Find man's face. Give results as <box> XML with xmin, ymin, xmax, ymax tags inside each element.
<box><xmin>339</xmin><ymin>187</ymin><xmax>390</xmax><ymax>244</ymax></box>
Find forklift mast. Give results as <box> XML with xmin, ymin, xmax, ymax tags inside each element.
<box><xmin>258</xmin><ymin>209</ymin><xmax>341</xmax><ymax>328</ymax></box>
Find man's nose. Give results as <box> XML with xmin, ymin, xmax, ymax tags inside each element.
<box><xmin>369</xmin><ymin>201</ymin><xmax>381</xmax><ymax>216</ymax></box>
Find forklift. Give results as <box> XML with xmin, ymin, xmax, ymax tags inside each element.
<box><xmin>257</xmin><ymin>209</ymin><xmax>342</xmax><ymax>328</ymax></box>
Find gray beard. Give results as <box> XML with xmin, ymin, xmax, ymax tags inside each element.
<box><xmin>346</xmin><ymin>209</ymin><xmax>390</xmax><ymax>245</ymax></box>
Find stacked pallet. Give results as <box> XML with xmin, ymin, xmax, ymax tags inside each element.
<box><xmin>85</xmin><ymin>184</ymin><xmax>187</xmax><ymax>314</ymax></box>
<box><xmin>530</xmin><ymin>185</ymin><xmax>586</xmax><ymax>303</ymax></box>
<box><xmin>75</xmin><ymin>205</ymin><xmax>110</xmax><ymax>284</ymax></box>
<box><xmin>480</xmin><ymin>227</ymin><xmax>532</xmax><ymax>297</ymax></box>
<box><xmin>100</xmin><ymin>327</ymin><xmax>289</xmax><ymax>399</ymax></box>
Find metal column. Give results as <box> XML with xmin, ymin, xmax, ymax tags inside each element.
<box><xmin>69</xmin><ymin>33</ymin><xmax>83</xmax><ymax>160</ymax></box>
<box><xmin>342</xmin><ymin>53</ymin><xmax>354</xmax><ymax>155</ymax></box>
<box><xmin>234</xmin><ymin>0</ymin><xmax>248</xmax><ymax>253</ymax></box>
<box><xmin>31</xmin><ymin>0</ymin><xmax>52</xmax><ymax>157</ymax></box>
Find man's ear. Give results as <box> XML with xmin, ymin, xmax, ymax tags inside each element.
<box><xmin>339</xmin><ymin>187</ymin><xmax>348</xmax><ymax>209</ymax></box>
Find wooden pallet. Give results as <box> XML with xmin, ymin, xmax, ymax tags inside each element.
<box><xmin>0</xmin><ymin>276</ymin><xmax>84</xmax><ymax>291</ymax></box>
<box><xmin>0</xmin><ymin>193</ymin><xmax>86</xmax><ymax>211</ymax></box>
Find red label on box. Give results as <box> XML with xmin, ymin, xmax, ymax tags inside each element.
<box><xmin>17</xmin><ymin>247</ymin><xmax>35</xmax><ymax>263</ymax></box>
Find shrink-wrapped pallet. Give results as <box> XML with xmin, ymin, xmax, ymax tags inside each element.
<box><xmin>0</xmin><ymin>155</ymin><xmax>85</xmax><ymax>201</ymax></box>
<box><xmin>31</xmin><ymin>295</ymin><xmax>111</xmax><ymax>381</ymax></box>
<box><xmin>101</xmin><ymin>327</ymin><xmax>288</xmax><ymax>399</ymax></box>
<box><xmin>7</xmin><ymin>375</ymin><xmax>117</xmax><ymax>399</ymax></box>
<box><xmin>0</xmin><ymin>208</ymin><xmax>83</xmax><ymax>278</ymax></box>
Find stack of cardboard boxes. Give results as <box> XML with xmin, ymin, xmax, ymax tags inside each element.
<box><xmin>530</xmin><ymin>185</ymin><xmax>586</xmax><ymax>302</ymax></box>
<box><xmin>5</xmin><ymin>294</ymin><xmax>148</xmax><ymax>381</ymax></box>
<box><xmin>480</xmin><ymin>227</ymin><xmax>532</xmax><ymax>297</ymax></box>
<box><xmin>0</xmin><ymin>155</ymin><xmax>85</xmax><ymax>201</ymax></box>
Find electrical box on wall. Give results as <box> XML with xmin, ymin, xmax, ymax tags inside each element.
————————
Copy out the data above again, line for line and character for character, with nothing added or left out.

CORRECT OUTPUT:
Find man's face. Give results as <box> XML with xmin, ymin, xmax, ymax tags inside each element.
<box><xmin>339</xmin><ymin>187</ymin><xmax>390</xmax><ymax>244</ymax></box>
Find forklift mast. Give results as <box> XML with xmin, ymin, xmax, ymax tags inside each element.
<box><xmin>258</xmin><ymin>209</ymin><xmax>341</xmax><ymax>328</ymax></box>
Find man's nose. Give results as <box> XML with xmin, ymin, xmax, ymax tags inside each element.
<box><xmin>369</xmin><ymin>201</ymin><xmax>381</xmax><ymax>216</ymax></box>
Find forklift. Give results as <box> XML with xmin, ymin, xmax, ymax tags inside each element.
<box><xmin>257</xmin><ymin>209</ymin><xmax>342</xmax><ymax>328</ymax></box>
Find gray beard. Give results as <box> XML with xmin, ymin, xmax, ymax tags inside each element.
<box><xmin>346</xmin><ymin>209</ymin><xmax>390</xmax><ymax>245</ymax></box>
Find stacked pallet. Give results as <box> XML with xmin, ymin, xmax, ymax tags inside each element.
<box><xmin>85</xmin><ymin>184</ymin><xmax>187</xmax><ymax>314</ymax></box>
<box><xmin>530</xmin><ymin>185</ymin><xmax>586</xmax><ymax>303</ymax></box>
<box><xmin>75</xmin><ymin>205</ymin><xmax>110</xmax><ymax>284</ymax></box>
<box><xmin>480</xmin><ymin>227</ymin><xmax>532</xmax><ymax>297</ymax></box>
<box><xmin>100</xmin><ymin>327</ymin><xmax>289</xmax><ymax>399</ymax></box>
Find metal column. Give results as <box> XML with xmin, ymin, xmax, ymax tags inside each element.
<box><xmin>69</xmin><ymin>33</ymin><xmax>83</xmax><ymax>160</ymax></box>
<box><xmin>342</xmin><ymin>53</ymin><xmax>354</xmax><ymax>155</ymax></box>
<box><xmin>234</xmin><ymin>0</ymin><xmax>248</xmax><ymax>253</ymax></box>
<box><xmin>31</xmin><ymin>0</ymin><xmax>52</xmax><ymax>157</ymax></box>
Find man's ear. Give results as <box> XML with xmin, ymin, xmax, ymax tags inside each element.
<box><xmin>339</xmin><ymin>187</ymin><xmax>348</xmax><ymax>209</ymax></box>
Find wooden pallet. Give results as <box> XML with xmin, ymin, xmax, ymax tags inside each element.
<box><xmin>0</xmin><ymin>276</ymin><xmax>84</xmax><ymax>291</ymax></box>
<box><xmin>0</xmin><ymin>193</ymin><xmax>86</xmax><ymax>211</ymax></box>
Find red label on box. Give results as <box> XML with xmin, ymin, xmax, ymax tags inside each element.
<box><xmin>17</xmin><ymin>247</ymin><xmax>35</xmax><ymax>263</ymax></box>
Find shrink-wrapped pallet. Give results as <box> XML with xmin, ymin, xmax, ymax tags inside each element.
<box><xmin>0</xmin><ymin>155</ymin><xmax>85</xmax><ymax>201</ymax></box>
<box><xmin>31</xmin><ymin>295</ymin><xmax>111</xmax><ymax>381</ymax></box>
<box><xmin>101</xmin><ymin>327</ymin><xmax>288</xmax><ymax>399</ymax></box>
<box><xmin>7</xmin><ymin>375</ymin><xmax>117</xmax><ymax>399</ymax></box>
<box><xmin>0</xmin><ymin>208</ymin><xmax>83</xmax><ymax>278</ymax></box>
Find stack of cardboard boxes. Give results as <box> XML with xmin, ymin, xmax, ymax tags inside each element.
<box><xmin>530</xmin><ymin>185</ymin><xmax>586</xmax><ymax>302</ymax></box>
<box><xmin>5</xmin><ymin>294</ymin><xmax>148</xmax><ymax>381</ymax></box>
<box><xmin>480</xmin><ymin>227</ymin><xmax>532</xmax><ymax>297</ymax></box>
<box><xmin>0</xmin><ymin>155</ymin><xmax>85</xmax><ymax>201</ymax></box>
Find electrical box on wall. Give results as <box> XML with xmin, ymin, xmax, ymax tags inside each element.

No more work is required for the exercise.